● Short exercise
Return the lines below without changing a single character.

* BEGIN *

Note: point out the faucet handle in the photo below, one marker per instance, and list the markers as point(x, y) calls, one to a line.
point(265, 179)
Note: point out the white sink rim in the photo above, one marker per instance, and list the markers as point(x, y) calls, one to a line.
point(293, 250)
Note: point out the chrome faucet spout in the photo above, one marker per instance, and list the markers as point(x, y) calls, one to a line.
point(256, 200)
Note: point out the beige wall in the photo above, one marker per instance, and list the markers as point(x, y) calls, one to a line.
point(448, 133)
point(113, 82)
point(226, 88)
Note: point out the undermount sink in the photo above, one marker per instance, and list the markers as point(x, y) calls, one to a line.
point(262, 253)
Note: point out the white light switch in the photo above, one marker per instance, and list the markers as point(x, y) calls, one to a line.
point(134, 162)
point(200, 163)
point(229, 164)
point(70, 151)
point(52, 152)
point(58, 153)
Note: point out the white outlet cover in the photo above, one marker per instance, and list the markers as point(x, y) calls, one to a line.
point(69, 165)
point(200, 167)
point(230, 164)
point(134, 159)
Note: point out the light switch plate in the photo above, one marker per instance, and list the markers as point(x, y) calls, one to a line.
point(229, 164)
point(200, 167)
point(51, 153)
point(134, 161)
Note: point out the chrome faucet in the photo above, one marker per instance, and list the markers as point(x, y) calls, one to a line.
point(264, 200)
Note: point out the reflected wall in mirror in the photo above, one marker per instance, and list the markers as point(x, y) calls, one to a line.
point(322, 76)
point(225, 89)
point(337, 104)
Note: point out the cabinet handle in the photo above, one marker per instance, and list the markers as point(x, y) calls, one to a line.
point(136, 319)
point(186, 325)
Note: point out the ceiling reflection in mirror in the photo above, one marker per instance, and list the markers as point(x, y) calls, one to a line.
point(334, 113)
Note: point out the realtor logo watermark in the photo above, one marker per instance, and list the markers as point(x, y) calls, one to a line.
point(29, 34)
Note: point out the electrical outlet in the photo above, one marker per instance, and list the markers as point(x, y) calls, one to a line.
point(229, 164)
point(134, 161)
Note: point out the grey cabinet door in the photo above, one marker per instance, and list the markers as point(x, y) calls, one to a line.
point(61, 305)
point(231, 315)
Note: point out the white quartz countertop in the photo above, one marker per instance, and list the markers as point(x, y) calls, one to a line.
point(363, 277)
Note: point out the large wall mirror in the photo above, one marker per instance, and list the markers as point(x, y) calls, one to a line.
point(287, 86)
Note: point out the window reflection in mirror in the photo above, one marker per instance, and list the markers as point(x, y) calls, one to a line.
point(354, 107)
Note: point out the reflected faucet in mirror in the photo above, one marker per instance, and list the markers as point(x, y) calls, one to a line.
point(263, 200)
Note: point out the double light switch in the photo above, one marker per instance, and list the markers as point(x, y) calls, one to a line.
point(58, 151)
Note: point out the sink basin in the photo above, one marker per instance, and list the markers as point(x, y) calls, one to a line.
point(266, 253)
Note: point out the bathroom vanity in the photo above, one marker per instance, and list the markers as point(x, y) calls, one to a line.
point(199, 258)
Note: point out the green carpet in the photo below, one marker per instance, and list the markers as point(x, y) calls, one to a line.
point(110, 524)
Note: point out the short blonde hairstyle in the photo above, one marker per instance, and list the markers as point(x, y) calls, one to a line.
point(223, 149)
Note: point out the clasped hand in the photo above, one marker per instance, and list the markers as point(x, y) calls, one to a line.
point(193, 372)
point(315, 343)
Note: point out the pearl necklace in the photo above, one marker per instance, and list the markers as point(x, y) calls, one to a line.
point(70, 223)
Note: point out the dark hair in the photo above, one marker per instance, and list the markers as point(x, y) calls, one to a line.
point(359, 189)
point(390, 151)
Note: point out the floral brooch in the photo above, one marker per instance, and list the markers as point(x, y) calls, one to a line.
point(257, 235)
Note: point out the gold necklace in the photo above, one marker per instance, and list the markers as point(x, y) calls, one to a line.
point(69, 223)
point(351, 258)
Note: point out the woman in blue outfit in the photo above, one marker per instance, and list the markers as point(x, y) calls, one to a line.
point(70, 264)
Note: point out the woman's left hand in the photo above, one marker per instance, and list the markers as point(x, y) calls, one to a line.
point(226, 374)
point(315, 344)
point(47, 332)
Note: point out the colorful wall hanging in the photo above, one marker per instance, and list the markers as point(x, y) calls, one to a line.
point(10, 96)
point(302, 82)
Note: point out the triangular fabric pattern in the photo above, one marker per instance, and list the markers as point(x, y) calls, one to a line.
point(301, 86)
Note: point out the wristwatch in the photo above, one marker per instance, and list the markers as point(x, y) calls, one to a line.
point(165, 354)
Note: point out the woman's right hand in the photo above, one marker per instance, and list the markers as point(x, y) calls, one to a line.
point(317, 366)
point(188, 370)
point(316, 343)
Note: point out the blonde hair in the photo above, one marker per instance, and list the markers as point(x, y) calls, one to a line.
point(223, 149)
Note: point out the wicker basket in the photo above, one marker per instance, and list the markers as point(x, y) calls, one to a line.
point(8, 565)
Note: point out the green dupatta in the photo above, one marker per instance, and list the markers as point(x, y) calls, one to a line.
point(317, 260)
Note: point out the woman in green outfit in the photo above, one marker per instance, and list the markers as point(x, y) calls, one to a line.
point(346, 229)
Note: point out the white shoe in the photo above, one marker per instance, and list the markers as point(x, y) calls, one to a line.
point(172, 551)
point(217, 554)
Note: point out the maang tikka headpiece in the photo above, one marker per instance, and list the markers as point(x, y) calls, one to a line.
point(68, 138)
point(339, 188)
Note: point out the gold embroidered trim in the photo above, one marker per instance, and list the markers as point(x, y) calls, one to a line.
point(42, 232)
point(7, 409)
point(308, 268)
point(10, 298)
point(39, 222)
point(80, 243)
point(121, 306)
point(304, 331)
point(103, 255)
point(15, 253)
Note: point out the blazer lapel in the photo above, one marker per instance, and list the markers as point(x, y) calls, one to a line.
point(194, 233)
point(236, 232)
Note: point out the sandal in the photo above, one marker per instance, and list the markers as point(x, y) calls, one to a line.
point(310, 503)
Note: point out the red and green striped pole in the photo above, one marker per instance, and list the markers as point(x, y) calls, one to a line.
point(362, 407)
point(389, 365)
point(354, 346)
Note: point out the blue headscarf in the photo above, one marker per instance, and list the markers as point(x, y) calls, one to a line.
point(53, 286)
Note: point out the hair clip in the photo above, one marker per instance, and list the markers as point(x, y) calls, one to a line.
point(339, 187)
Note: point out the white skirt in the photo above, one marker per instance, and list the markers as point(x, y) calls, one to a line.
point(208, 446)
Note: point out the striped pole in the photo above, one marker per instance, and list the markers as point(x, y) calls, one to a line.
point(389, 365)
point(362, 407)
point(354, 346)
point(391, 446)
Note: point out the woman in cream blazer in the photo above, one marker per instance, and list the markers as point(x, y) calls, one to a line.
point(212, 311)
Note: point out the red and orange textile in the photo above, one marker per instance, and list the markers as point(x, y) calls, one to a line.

* END *

● Result
Note: point out the faucet handle in the photo below, one marker per instance, and list the markers as point(x, y) calls, one to a line.
point(265, 179)
Note: point out the white sink rim in the photo above, one marker per instance, and list the markers as point(x, y) calls, one to a line.
point(293, 250)
Note: point out the chrome faucet spout in the photo above, one marker per instance, and list the markers as point(x, y) calls, one to a line.
point(256, 200)
Note: point out the beige wall in the photo above, one marker per instance, and list the markers as point(x, y) calls, one to a line.
point(448, 133)
point(113, 82)
point(226, 88)
Note: point out the undermount sink in the photo above, one marker per instance, and list the markers as point(x, y) calls, one to a line.
point(262, 253)
Note: point out the white light switch in the photo above, one marker per instance, and list the markers as point(x, y) calls, one to a line.
point(134, 162)
point(200, 163)
point(229, 164)
point(70, 151)
point(52, 152)
point(58, 153)
Note: point out the white outlet cover in the photo above, one marker per instance, and list the markers as point(x, y) calls, one to a line.
point(69, 165)
point(200, 167)
point(230, 164)
point(134, 159)
Note: point out the light switch plate in the photo above, one marker per instance, and list the markers as point(x, y) calls, one to a line.
point(229, 164)
point(200, 167)
point(51, 153)
point(134, 161)
Note: point out the chrome faucet in the photo above, one marker per instance, and list the markers as point(x, y) calls, one to a line.
point(264, 200)
Note: point out the reflected wall in mirror in the photo above, one marker per instance, and list the markers as point(x, y) calls, one to a line.
point(322, 76)
point(225, 89)
point(337, 104)
Note: point out the cabinet handle in the photo above, one marker per instance, and list the markers as point(x, y) calls, one to a line.
point(136, 319)
point(186, 325)
Note: point out the ceiling reflection in mirror in the photo above, one marker per instance, and list the markers as point(x, y) calls, one to a line.
point(334, 113)
Note: point out the realtor logo watermark in the photo above, one marker per instance, and list the markers as point(x, y) calls, one to a line.
point(29, 34)
Note: point out the electrical outlet in the photo above, one marker per instance, and list the markers as point(x, y) calls, one to a line.
point(229, 164)
point(134, 161)
Note: point out the grey cabinet door in the photo above, one marker per instance, and list the markers as point(x, y) calls, one to a line.
point(61, 305)
point(231, 315)
Note: point out the white quartz countertop in the photo above, one marker per instance, and list the markers as point(x, y) calls, one to a line.
point(363, 277)
Note: point out the large wall mirror in the photo above, one marker per instance, and list the markers as point(x, y) calls, one to a line.
point(287, 86)
Note: point out the window reflection in mirror in the photo above, one marker per instance, and list the markers as point(x, y) calls, one to a line.
point(354, 107)
Note: point out the reflected faucet in mirror in the photo above, one marker per instance, and list the markers as point(x, y) calls, one to a line.
point(263, 200)
Note: point out the double light switch in the photo above, one marker per instance, and list the markers as point(x, y) calls, one to a line.
point(58, 151)
Note: point out the sink basin in the photo above, one marker per instance, and list the markers as point(x, y) calls, one to a line.
point(266, 253)
Note: point out the bathroom vanity in the photo above, one marker per instance, and list the markers as point(x, y) calls, one to a line.
point(199, 258)
Note: point out the green carpet in the photo below, one marker per instance, and list the markers as point(x, y) calls, one to a line.
point(110, 524)
Note: point out the short blonde hairstyle in the photo above, one marker per instance, and list the markers as point(x, y) calls, one to a line.
point(223, 149)
Note: point out the clasped hand in the photo above, one marker per instance, and list the markers as point(x, y) calls, one to a line.
point(193, 372)
point(315, 343)
Note: point out the pearl necklace in the photo above, one marker per instance, and list the markers as point(x, y) calls, one to a line.
point(70, 223)
Note: point out the dark hair in the photo above, one marker per instance, and list the markers as point(x, y) calls, one to a line.
point(359, 189)
point(390, 151)
Note: point out the floral brooch in the photo above, one marker per instance, and list the markers as point(x, y) calls, one to a line.
point(257, 235)
Note: point out the gold necklace in the photo above, one marker per instance, and list the markers as point(x, y) calls, one to a line.
point(69, 223)
point(351, 258)
Note: point out the woman in blue outfit in the photo above, one marker per instance, and list the markers as point(x, y) calls, one to a line.
point(70, 264)
Note: point out the woman's left hand in the photo above, one marker per instance, and list the markers as point(x, y) calls, one to a line.
point(226, 374)
point(315, 344)
point(47, 332)
Note: point out the colorful wall hanging in the photo above, one marker per instance, and list the markers as point(x, y) calls, one to a line.
point(10, 96)
point(302, 82)
Note: point out the triangular fabric pattern in the photo above, one marker per instance, and list the markers as point(x, y) calls, one to a line.
point(301, 86)
Note: point out the wristwatch in the photo above, one marker per instance, and list the markers as point(x, y) calls, one to a line.
point(165, 354)
Note: point out the woman's right hand in the photo above, one marker per instance, and list the markers as point(x, y) calls, one to a line.
point(317, 366)
point(188, 370)
point(316, 343)
Note: point out the blonde hair in the photo above, one marker per instance, and list the markers as point(x, y) calls, one to a line.
point(223, 149)
Note: point out the wicker basket in the photo above, one marker per instance, and list the markers as point(x, y) calls, one to a line.
point(8, 565)
Note: point out the green dupatta in the photo above, one marker per instance, and list the markers as point(x, y) calls, one to a line.
point(317, 260)
Note: point out the woman in green outfit in the photo above, one marker per instance, and list the markers as point(x, y) calls, one to a line.
point(346, 229)
Note: point out the white shoe in the photo above, one marker per instance, and list the markers as point(x, y) calls, one to a line.
point(172, 551)
point(217, 554)
Note: point out the maang tikka headpiece in the photo above, one marker per instance, and list the markers as point(x, y) calls, one to a line.
point(68, 138)
point(339, 188)
Note: point out the gold embroidered trim in the photo above, one marker per instance, and list the markers as point(x, y) calls, one to a line.
point(42, 232)
point(7, 409)
point(308, 268)
point(10, 298)
point(39, 222)
point(80, 243)
point(121, 306)
point(304, 331)
point(103, 255)
point(15, 253)
Note: point out the blazer lapel in the photo above, one marker per instance, and list the markers as point(x, y) calls, one to a line.
point(194, 233)
point(236, 232)
Note: point out the sandal in the photo above, one marker per instance, and list the markers as point(x, y) calls, one to a line.
point(310, 503)
Note: point out the red and green striped pole in the photo above, one marker per instance, and list the markers as point(x, y) calls, one to a line.
point(362, 407)
point(389, 365)
point(354, 346)
Note: point out the blue headscarf in the photo above, one marker per instance, and list the markers as point(x, y) calls, one to a line.
point(53, 286)
Note: point out the hair clip in the photo above, one marker per instance, and list the markers as point(x, y) calls, one to a line.
point(339, 187)
Note: point out the white skirt in the photo above, one marker per instance, and list the markers as point(x, y) calls, one to a line.
point(208, 446)
Note: point out the striped pole in the photo above, one marker per instance, and list the markers as point(x, y) calls, one to a line.
point(389, 365)
point(362, 407)
point(354, 346)
point(391, 446)
Note: point out the woman in cream blazer in the photo above, one marker per instance, and list the markers as point(x, y) calls, one to a line.
point(212, 311)
Note: point out the red and orange textile in the photo above, one marker per instance, and list the markers as point(x, y) calls, one to a line.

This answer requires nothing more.